EXERCISE AIM: Extract every line starting at the line that contains "locate the flower head in the photo above" and ending with the final line of the data, inclusive; give only those lines, word for word.

(Dataset excerpts on object pointing)
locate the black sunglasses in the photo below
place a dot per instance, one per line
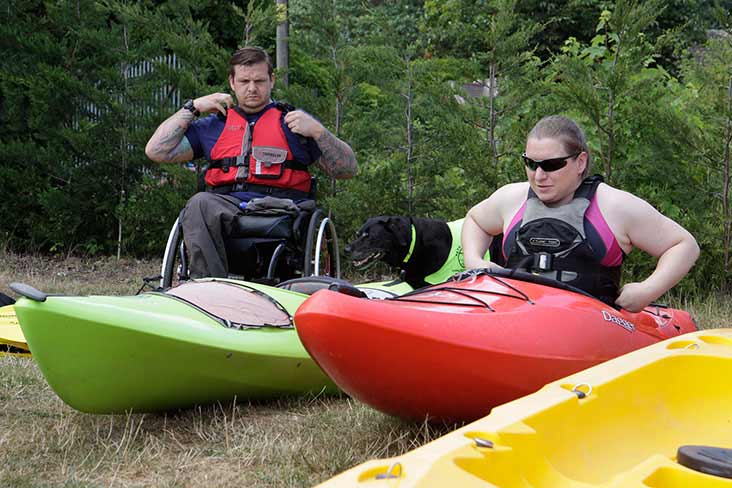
(548, 165)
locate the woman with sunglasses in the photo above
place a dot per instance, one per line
(574, 228)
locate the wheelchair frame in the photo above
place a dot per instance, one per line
(321, 232)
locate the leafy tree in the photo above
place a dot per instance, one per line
(79, 105)
(709, 77)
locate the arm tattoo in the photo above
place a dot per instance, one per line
(337, 159)
(168, 143)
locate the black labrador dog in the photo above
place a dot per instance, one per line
(388, 239)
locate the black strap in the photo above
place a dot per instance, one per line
(225, 163)
(263, 189)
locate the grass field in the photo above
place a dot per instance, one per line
(296, 442)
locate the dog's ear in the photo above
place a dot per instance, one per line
(370, 222)
(400, 227)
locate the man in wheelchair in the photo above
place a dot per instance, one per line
(259, 153)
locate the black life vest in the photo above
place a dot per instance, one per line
(256, 154)
(553, 242)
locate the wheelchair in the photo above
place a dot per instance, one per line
(265, 248)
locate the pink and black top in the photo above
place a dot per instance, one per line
(571, 243)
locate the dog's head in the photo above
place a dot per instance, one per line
(381, 239)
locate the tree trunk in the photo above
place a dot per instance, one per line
(283, 47)
(492, 114)
(726, 183)
(410, 139)
(339, 101)
(123, 142)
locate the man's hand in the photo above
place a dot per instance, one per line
(634, 297)
(215, 102)
(302, 123)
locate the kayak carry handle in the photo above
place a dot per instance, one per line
(29, 292)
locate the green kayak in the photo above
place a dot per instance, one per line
(202, 342)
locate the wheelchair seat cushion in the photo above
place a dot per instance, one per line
(276, 206)
(270, 226)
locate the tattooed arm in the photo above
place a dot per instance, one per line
(337, 159)
(168, 144)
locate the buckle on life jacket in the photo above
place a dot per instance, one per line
(543, 261)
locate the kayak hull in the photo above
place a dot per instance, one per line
(423, 356)
(12, 341)
(152, 352)
(638, 410)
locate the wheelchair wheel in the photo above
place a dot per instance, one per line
(175, 258)
(321, 249)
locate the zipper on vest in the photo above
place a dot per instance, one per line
(242, 160)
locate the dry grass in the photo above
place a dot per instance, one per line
(293, 442)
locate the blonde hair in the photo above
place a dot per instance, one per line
(567, 132)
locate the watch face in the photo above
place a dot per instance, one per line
(188, 105)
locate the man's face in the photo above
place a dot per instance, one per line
(252, 86)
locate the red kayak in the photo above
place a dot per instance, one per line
(455, 350)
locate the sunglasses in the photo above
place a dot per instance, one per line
(548, 165)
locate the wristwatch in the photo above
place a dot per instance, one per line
(188, 105)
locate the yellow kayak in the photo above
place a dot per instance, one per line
(657, 417)
(12, 340)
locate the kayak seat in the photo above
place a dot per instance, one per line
(266, 246)
(310, 284)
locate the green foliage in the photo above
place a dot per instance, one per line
(389, 78)
(75, 124)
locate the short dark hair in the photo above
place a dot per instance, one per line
(566, 131)
(248, 56)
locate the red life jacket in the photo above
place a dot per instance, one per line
(255, 153)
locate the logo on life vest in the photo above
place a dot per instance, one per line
(618, 321)
(544, 242)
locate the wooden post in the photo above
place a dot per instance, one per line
(283, 47)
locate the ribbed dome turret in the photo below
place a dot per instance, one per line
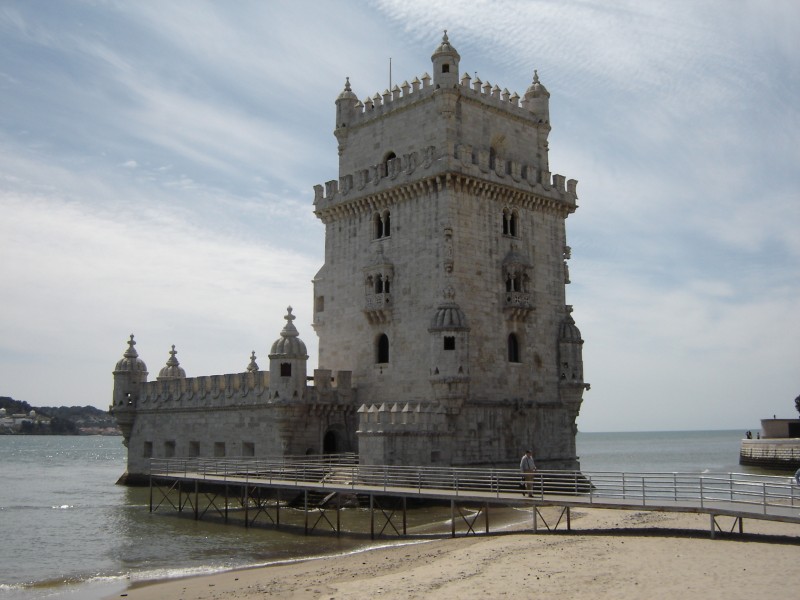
(173, 369)
(536, 89)
(537, 99)
(289, 344)
(347, 93)
(570, 331)
(448, 314)
(445, 64)
(130, 361)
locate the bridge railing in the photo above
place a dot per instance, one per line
(645, 489)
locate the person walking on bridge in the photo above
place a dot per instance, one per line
(527, 467)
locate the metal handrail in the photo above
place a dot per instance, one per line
(760, 492)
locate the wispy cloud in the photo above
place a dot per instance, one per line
(156, 164)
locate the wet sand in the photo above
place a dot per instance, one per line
(608, 554)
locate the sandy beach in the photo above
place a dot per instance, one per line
(608, 554)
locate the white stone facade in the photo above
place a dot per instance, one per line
(440, 307)
(445, 202)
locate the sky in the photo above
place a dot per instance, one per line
(157, 162)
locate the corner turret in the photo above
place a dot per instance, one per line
(130, 374)
(445, 64)
(346, 111)
(173, 369)
(537, 99)
(288, 363)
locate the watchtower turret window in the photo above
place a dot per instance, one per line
(513, 348)
(385, 165)
(510, 222)
(382, 225)
(382, 349)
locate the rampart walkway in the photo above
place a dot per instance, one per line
(260, 487)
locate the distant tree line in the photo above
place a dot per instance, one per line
(64, 420)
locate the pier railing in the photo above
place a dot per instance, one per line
(753, 494)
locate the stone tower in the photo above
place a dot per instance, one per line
(443, 288)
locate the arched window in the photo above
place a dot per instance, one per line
(385, 165)
(510, 222)
(382, 225)
(513, 348)
(382, 349)
(387, 230)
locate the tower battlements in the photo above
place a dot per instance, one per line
(412, 417)
(400, 97)
(418, 166)
(232, 389)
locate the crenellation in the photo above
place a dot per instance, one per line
(381, 176)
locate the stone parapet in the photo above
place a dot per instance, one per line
(421, 172)
(234, 389)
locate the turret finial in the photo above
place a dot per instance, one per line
(131, 351)
(253, 366)
(172, 361)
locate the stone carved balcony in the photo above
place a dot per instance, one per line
(517, 305)
(378, 307)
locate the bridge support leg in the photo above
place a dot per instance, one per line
(305, 510)
(404, 515)
(246, 502)
(371, 517)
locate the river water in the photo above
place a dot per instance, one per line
(68, 531)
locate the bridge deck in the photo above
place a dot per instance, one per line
(733, 495)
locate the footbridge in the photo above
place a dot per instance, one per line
(259, 489)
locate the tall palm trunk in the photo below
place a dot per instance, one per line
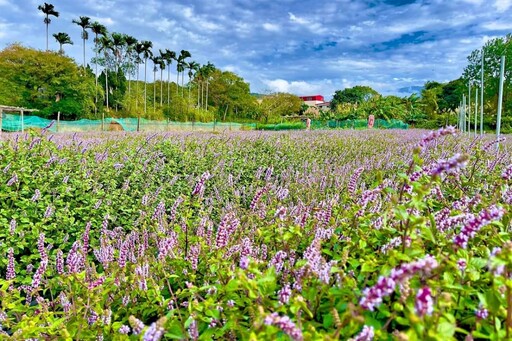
(84, 54)
(177, 83)
(145, 85)
(137, 90)
(206, 103)
(106, 94)
(198, 89)
(154, 91)
(169, 85)
(129, 91)
(182, 86)
(202, 95)
(96, 81)
(161, 87)
(46, 32)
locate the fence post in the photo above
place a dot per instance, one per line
(500, 101)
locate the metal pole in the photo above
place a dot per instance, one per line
(463, 113)
(500, 100)
(482, 96)
(476, 110)
(469, 108)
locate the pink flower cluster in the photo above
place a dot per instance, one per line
(424, 303)
(433, 135)
(450, 166)
(385, 286)
(285, 324)
(366, 334)
(352, 183)
(475, 224)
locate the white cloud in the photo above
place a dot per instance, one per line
(502, 5)
(498, 26)
(271, 27)
(107, 21)
(297, 20)
(295, 87)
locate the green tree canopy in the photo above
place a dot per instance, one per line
(46, 81)
(356, 95)
(230, 95)
(493, 50)
(273, 107)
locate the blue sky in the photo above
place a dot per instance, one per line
(302, 47)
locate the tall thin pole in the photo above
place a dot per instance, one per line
(469, 108)
(476, 110)
(482, 96)
(463, 113)
(460, 116)
(500, 99)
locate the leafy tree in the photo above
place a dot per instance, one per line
(98, 29)
(181, 64)
(117, 86)
(146, 53)
(205, 72)
(105, 46)
(36, 79)
(62, 38)
(429, 98)
(356, 95)
(493, 50)
(193, 67)
(48, 9)
(130, 58)
(451, 95)
(156, 62)
(84, 23)
(230, 95)
(168, 56)
(275, 106)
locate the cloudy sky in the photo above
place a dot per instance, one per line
(303, 47)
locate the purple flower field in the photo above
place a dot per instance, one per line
(335, 235)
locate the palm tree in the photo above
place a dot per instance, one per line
(131, 42)
(208, 70)
(97, 29)
(146, 53)
(84, 23)
(139, 49)
(182, 64)
(118, 46)
(106, 46)
(62, 38)
(48, 9)
(169, 57)
(156, 63)
(193, 67)
(161, 63)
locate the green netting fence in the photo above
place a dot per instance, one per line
(358, 124)
(14, 123)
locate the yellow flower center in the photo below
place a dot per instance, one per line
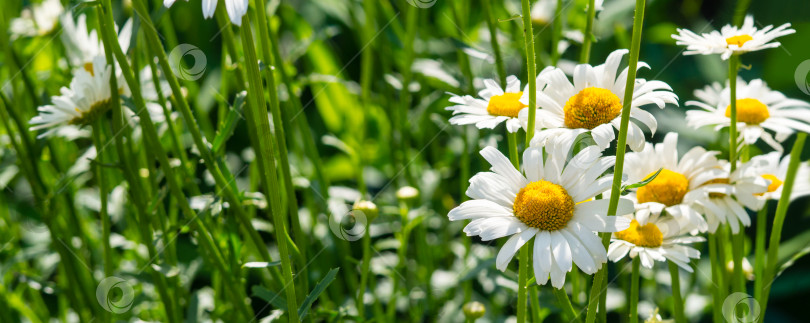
(775, 182)
(591, 107)
(717, 181)
(750, 111)
(89, 68)
(507, 104)
(544, 205)
(648, 235)
(667, 188)
(738, 40)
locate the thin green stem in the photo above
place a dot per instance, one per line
(496, 46)
(759, 258)
(677, 299)
(523, 274)
(261, 125)
(565, 304)
(618, 169)
(634, 280)
(585, 55)
(531, 63)
(779, 219)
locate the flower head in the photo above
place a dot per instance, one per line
(731, 40)
(758, 109)
(552, 203)
(594, 103)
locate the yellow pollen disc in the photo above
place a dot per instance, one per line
(738, 40)
(717, 181)
(544, 205)
(507, 104)
(667, 188)
(750, 111)
(775, 182)
(591, 107)
(648, 235)
(89, 68)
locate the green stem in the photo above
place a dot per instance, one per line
(531, 63)
(677, 310)
(496, 46)
(759, 259)
(585, 55)
(634, 291)
(565, 304)
(523, 274)
(262, 127)
(102, 188)
(621, 147)
(779, 219)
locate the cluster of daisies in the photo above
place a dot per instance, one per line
(559, 194)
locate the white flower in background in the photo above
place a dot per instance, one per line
(729, 194)
(495, 106)
(38, 20)
(84, 45)
(654, 236)
(758, 109)
(87, 98)
(774, 170)
(594, 103)
(732, 40)
(552, 203)
(235, 8)
(679, 184)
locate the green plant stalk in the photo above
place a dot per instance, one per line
(493, 36)
(262, 125)
(531, 63)
(225, 186)
(149, 131)
(677, 310)
(556, 36)
(634, 280)
(759, 258)
(523, 274)
(779, 220)
(621, 147)
(585, 55)
(97, 132)
(565, 304)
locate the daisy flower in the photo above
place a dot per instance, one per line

RESPONSE BELOW:
locate the flower head in the photo above
place a dot per instance, one per line
(731, 40)
(758, 109)
(552, 203)
(594, 103)
locate the yellow pollen disc in the photo above
place a dot per instance, one per line
(738, 40)
(717, 181)
(544, 205)
(507, 104)
(667, 188)
(750, 111)
(775, 182)
(591, 107)
(648, 235)
(89, 68)
locate the green stem in the photo above
place a dot per instance, one per line
(531, 63)
(677, 310)
(496, 46)
(759, 259)
(585, 55)
(634, 291)
(565, 304)
(523, 274)
(262, 127)
(102, 188)
(621, 147)
(779, 219)
locate the cluster of daisies in the photo above
place a dot per instance, one per line
(559, 194)
locate the white flower in background in the photo above
place a dot per instance, one per line
(729, 194)
(495, 106)
(38, 20)
(84, 45)
(654, 236)
(758, 109)
(87, 98)
(774, 170)
(594, 103)
(732, 40)
(552, 203)
(235, 8)
(679, 184)
locate the green plant stalk in the photo above
place a dot per instance, one per line
(493, 36)
(262, 125)
(531, 63)
(225, 186)
(149, 131)
(677, 310)
(556, 36)
(634, 280)
(759, 258)
(523, 274)
(779, 220)
(621, 147)
(585, 55)
(97, 132)
(565, 304)
locate the daisy flower in the photo above
place a dot per instance, one per line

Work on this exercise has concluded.